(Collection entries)
---+---

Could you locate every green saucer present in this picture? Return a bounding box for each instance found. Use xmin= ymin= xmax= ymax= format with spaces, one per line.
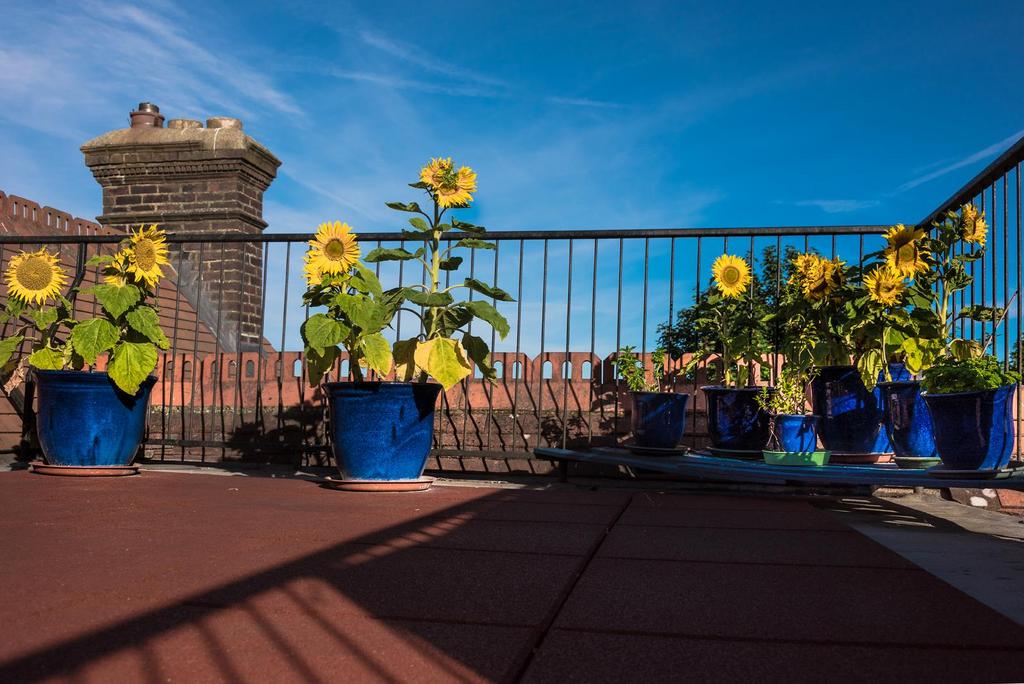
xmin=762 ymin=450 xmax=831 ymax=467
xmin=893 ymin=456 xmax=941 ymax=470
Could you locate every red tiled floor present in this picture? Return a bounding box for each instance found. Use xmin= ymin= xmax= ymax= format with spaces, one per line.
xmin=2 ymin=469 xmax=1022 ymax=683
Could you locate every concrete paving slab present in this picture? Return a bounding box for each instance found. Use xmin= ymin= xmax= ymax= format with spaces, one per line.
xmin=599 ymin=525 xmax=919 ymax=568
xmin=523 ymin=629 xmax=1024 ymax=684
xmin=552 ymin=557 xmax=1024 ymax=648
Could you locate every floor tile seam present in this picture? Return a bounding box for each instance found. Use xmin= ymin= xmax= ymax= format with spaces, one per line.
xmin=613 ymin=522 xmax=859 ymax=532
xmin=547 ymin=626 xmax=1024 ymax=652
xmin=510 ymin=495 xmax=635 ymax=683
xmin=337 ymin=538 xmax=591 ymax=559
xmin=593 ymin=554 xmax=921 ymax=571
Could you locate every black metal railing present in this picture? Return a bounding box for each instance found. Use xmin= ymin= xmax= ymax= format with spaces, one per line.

---+---

WHAT THE EXERCISE ASKS:
Please transcribe every record above exactly as written, leaving out the pictures.

TASK RESPONSE:
Could you locate every green saucer present in this picture? Return a bounding box for each instance found. Use xmin= ymin= xmax= ymax= format with spaces, one per line.
xmin=762 ymin=450 xmax=831 ymax=467
xmin=893 ymin=456 xmax=941 ymax=470
Could you locate every red tiled floor present in this picture? Return a bounding box for each instance found. Use xmin= ymin= xmax= ymax= format with spaces, one per line.
xmin=2 ymin=469 xmax=1022 ymax=683
Could you locate every concrete paving slab present in this picture? Return a bounding box for each instance found. Use xmin= ymin= xmax= ymax= format with spaces, one per line.
xmin=599 ymin=525 xmax=919 ymax=568
xmin=523 ymin=629 xmax=1024 ymax=684
xmin=552 ymin=557 xmax=1024 ymax=648
Could you locate every floor tile seam present in this picture? Return a bounding box for each instance found. Use xmin= ymin= xmax= ymax= format with spaces, one per line.
xmin=613 ymin=522 xmax=859 ymax=532
xmin=547 ymin=626 xmax=1024 ymax=652
xmin=510 ymin=495 xmax=635 ymax=683
xmin=337 ymin=538 xmax=591 ymax=559
xmin=593 ymin=554 xmax=921 ymax=571
Could you locate every black metal railing present in this picture? Return a bounding box for each instance found. Use xmin= ymin= xmax= ymax= format with spaces, one per line.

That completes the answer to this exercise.